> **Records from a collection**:
★ ★ ★ ★ ★ ★ ★

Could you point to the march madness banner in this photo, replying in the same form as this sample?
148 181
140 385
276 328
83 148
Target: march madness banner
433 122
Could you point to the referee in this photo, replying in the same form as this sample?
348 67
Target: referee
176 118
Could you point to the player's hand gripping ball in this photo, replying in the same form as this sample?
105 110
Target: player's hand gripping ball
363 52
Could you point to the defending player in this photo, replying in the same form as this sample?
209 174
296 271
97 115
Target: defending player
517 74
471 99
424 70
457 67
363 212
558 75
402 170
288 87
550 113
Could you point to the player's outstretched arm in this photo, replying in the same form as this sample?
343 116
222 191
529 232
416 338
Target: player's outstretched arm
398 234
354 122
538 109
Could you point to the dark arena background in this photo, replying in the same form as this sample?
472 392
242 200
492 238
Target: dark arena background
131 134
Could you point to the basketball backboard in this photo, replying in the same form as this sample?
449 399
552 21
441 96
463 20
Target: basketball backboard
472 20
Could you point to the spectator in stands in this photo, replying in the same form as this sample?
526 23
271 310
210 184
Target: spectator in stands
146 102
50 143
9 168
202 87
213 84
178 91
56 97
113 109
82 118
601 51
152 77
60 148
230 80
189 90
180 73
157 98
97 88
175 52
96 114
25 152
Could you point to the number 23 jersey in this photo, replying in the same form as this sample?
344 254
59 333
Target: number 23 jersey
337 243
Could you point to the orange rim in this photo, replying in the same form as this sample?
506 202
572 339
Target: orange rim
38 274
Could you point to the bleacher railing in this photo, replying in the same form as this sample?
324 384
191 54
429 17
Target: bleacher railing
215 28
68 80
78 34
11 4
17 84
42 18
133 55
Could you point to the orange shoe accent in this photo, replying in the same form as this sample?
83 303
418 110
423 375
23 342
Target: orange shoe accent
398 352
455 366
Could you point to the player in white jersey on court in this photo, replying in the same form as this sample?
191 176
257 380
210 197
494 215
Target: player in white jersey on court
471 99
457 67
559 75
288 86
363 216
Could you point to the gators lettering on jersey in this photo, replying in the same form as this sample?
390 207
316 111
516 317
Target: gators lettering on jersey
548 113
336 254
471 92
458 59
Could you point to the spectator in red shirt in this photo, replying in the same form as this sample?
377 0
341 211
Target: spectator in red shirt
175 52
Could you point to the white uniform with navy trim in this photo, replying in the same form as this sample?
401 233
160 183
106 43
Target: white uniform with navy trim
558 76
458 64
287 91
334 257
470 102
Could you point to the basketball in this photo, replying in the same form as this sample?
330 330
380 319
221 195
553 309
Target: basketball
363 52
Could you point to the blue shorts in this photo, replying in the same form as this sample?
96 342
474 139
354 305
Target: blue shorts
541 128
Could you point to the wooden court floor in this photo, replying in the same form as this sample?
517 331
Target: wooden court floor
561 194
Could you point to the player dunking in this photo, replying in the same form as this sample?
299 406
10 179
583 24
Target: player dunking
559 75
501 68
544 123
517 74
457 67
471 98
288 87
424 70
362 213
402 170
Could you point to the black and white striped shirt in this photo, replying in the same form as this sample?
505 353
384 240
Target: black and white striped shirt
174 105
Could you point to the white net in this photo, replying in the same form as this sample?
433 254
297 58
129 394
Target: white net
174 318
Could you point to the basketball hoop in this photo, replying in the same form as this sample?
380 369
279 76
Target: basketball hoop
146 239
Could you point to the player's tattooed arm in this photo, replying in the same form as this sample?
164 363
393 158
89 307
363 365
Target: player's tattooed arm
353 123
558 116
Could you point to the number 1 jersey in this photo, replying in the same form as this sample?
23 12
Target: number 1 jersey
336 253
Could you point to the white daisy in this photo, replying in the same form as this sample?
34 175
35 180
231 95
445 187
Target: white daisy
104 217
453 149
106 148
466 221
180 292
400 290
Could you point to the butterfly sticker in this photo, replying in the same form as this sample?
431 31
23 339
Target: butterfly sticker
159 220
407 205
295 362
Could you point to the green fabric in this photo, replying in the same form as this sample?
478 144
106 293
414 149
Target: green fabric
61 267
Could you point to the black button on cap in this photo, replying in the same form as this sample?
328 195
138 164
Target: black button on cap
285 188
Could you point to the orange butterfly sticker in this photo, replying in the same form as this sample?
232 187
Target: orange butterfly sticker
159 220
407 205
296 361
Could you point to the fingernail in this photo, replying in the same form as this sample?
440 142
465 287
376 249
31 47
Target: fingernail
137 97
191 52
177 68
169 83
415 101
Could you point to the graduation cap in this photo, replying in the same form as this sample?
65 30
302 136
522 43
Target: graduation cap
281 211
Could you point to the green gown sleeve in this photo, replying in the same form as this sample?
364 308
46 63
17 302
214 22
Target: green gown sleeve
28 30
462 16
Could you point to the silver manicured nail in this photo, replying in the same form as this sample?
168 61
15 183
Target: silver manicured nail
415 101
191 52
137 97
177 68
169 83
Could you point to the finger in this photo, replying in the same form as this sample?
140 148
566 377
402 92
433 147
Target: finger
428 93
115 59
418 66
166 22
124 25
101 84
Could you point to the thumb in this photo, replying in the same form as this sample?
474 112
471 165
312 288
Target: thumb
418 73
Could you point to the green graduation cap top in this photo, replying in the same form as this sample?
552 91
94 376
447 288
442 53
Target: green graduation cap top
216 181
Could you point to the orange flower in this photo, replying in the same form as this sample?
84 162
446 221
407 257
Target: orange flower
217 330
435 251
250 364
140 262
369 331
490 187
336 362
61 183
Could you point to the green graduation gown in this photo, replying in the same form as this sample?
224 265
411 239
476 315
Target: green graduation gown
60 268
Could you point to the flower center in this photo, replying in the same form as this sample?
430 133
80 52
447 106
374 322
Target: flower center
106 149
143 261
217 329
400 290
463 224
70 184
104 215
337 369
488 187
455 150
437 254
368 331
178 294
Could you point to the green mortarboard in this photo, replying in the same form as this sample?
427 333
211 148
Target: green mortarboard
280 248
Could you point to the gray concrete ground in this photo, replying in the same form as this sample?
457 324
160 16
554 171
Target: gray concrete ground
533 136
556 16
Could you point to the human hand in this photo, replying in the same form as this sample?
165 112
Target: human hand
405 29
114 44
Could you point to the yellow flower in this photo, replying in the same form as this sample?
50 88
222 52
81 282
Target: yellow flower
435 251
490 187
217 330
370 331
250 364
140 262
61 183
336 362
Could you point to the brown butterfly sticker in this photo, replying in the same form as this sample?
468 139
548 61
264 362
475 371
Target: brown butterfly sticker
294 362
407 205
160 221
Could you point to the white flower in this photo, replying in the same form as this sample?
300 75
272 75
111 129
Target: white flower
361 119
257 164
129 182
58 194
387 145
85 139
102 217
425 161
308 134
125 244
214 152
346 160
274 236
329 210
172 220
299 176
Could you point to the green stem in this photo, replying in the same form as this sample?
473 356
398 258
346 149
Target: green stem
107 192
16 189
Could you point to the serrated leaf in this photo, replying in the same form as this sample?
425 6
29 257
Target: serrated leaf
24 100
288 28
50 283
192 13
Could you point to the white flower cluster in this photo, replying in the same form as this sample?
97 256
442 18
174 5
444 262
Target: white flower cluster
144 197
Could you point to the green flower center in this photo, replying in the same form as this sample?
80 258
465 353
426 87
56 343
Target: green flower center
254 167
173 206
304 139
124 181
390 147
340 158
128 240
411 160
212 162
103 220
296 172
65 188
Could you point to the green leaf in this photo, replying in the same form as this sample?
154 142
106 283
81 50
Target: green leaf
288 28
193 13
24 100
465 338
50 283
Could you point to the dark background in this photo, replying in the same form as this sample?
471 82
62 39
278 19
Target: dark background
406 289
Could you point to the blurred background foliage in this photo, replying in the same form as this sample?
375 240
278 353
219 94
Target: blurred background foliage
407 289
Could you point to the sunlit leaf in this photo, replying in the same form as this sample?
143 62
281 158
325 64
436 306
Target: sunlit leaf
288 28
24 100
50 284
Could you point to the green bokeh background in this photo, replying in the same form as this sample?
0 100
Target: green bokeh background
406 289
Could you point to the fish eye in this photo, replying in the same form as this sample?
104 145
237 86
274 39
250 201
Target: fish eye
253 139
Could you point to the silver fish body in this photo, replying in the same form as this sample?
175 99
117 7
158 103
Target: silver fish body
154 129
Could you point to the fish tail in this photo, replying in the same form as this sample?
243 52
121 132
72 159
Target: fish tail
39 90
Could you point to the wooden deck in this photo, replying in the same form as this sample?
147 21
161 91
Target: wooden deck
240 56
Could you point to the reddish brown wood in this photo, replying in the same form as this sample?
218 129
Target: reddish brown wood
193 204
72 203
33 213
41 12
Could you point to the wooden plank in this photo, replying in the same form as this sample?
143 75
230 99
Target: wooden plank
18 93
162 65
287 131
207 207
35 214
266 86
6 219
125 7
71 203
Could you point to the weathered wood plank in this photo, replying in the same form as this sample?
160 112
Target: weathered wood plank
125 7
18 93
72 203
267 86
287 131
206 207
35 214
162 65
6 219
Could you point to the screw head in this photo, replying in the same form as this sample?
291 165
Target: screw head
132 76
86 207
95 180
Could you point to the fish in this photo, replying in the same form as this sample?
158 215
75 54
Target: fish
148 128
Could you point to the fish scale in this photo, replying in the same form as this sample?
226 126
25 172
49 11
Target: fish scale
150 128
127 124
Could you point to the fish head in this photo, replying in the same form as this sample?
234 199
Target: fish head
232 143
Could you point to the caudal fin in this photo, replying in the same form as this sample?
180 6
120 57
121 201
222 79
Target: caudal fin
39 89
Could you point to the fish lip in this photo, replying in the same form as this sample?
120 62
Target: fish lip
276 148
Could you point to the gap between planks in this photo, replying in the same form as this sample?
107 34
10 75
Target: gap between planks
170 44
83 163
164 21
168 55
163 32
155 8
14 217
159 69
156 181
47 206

★ ★ ★ ★ ★ ★ ★

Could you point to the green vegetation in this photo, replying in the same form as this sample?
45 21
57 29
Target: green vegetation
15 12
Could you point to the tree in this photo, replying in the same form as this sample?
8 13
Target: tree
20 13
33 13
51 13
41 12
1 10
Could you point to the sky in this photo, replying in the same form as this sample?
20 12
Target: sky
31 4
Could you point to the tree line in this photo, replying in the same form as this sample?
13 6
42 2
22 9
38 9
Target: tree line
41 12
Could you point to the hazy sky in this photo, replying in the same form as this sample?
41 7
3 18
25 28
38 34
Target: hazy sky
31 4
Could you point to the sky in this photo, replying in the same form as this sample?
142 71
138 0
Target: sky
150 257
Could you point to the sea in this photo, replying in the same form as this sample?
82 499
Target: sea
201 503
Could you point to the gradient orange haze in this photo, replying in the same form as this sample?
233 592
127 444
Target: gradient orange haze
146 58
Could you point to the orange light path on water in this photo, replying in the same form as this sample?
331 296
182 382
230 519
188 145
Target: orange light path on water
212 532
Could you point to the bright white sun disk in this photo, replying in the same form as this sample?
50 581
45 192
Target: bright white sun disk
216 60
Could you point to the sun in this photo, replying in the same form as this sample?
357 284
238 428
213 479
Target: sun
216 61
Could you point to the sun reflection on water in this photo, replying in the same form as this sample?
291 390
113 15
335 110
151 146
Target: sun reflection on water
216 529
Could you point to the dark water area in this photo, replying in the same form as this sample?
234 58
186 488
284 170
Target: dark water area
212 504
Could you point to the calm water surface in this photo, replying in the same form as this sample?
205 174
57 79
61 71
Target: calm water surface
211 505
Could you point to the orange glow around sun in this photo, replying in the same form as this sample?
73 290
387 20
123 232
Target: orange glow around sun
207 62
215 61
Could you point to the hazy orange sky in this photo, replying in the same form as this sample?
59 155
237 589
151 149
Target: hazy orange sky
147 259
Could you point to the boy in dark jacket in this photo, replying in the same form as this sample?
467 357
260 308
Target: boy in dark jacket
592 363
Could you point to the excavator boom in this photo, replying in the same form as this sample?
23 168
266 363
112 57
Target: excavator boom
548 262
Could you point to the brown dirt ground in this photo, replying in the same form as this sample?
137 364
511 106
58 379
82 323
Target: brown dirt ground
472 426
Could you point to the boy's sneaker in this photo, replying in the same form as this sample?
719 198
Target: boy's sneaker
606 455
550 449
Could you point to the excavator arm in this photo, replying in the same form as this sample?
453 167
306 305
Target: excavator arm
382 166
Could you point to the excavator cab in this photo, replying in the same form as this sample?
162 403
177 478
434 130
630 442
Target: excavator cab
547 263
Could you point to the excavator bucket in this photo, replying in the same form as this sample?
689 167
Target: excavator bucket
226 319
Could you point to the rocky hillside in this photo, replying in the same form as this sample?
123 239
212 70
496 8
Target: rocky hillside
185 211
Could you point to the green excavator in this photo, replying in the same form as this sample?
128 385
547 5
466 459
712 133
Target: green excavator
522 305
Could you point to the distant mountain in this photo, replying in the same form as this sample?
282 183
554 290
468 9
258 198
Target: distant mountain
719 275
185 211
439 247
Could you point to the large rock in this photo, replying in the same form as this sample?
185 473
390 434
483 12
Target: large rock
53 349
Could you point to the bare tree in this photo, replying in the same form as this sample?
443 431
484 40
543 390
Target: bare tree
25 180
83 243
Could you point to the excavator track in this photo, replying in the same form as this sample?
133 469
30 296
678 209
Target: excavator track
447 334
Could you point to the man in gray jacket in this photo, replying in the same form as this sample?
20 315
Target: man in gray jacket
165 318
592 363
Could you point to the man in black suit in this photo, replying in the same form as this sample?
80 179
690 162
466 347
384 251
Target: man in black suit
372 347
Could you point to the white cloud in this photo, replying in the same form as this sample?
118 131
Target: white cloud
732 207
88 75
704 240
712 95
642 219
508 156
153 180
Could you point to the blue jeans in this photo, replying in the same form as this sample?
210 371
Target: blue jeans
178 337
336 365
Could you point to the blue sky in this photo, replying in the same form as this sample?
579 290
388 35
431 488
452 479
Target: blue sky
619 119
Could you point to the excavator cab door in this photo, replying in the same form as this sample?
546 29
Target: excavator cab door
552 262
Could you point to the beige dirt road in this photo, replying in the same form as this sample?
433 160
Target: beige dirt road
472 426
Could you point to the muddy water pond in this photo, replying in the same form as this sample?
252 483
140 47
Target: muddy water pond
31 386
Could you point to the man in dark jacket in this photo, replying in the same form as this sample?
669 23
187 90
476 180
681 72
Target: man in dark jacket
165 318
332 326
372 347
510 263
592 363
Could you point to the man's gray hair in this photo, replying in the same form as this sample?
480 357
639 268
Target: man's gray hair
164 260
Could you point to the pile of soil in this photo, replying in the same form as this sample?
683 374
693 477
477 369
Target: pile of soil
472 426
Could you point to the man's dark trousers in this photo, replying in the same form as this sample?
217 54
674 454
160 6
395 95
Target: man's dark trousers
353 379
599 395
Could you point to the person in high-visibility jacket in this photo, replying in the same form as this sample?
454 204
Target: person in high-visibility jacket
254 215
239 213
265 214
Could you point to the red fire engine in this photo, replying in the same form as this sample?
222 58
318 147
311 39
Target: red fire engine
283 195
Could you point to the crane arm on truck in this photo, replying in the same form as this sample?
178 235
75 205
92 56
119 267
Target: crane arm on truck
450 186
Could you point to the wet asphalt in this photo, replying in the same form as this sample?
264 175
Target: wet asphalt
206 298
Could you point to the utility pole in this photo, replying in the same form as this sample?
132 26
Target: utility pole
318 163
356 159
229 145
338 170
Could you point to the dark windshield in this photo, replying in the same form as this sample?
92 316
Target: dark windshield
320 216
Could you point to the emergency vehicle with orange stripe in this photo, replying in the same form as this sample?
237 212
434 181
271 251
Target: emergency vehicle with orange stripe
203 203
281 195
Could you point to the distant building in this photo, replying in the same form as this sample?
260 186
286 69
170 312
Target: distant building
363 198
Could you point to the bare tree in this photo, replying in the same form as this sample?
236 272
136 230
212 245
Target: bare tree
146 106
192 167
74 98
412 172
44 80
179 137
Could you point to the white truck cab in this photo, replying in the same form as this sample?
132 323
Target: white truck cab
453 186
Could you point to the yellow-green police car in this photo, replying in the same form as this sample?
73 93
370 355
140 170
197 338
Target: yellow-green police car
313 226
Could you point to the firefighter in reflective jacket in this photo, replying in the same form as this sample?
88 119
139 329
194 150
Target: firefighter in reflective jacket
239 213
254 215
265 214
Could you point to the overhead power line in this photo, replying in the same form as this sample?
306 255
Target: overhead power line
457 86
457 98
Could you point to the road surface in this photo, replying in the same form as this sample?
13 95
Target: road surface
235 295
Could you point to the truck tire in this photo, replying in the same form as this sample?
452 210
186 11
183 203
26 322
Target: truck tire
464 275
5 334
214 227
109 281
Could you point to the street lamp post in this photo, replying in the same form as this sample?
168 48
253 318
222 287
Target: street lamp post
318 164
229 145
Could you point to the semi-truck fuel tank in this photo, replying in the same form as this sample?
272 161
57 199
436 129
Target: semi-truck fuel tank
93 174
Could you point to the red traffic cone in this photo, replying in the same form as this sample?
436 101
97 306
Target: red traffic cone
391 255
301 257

★ ★ ★ ★ ★ ★ ★

> **Work required**:
From the records above, copy out the line with "Could you point to the green bokeh", the line with "Could you point to the fish lip", and every line between them, word for word.

> **Response to this exercise**:
Could you point to the green bokeh background in this photo, replying in the same form as this sample?
0 100
Target: green bokeh background
406 289
Could you point to the fish eye in this photo, replying in the same form as this sample?
104 145
237 86
274 39
250 201
Target: fish eye
253 139
Could you point to the silver fish body in this photo, replying in the same form as this sample?
175 99
117 7
158 103
Target: silver fish body
154 129
Could you point to the fish tail in this photo, replying in the same form as this sample?
243 52
121 132
72 159
Target: fish tail
39 90
Could you point to the wooden deck in this photo, replying in the same form as this sample?
147 21
161 91
Target: wooden deck
240 56
Could you point to the reddish brown wood in this photo, replying in the same form as this sample?
218 129
Target: reddish brown wood
193 204
72 203
33 213
41 12
Could you point to the wooden plank in this photo, replying in the same form as this sample?
143 75
230 99
Target: wooden plank
18 93
162 65
287 131
207 207
35 214
266 86
6 219
125 7
71 203
Could you point to the weathered wood plank in this photo, replying in the same form as this sample?
160 112
Target: weathered wood plank
125 7
18 93
72 203
267 86
287 131
206 207
35 214
162 65
6 219
Could you point to the screw head in this photo, replying in the same form as this sample?
291 165
Target: screw head
132 76
86 207
95 180
Could you point to the fish in this photo, replying in the same form as this sample?
158 215
75 54
Target: fish
148 128
Could you point to the fish scale in this photo, replying in the same form as this sample?
226 126
25 172
49 11
Target: fish scale
150 128
127 124
Could you point to the fish head in this photo, replying in the same form as this sample?
234 199
Target: fish head
232 143
Could you point to the caudal fin in this photo, replying in the same form as this sample?
180 6
120 57
121 201
222 79
Target: caudal fin
39 89
Could you point to the fish lip in this photo, replying in the same form as this sample?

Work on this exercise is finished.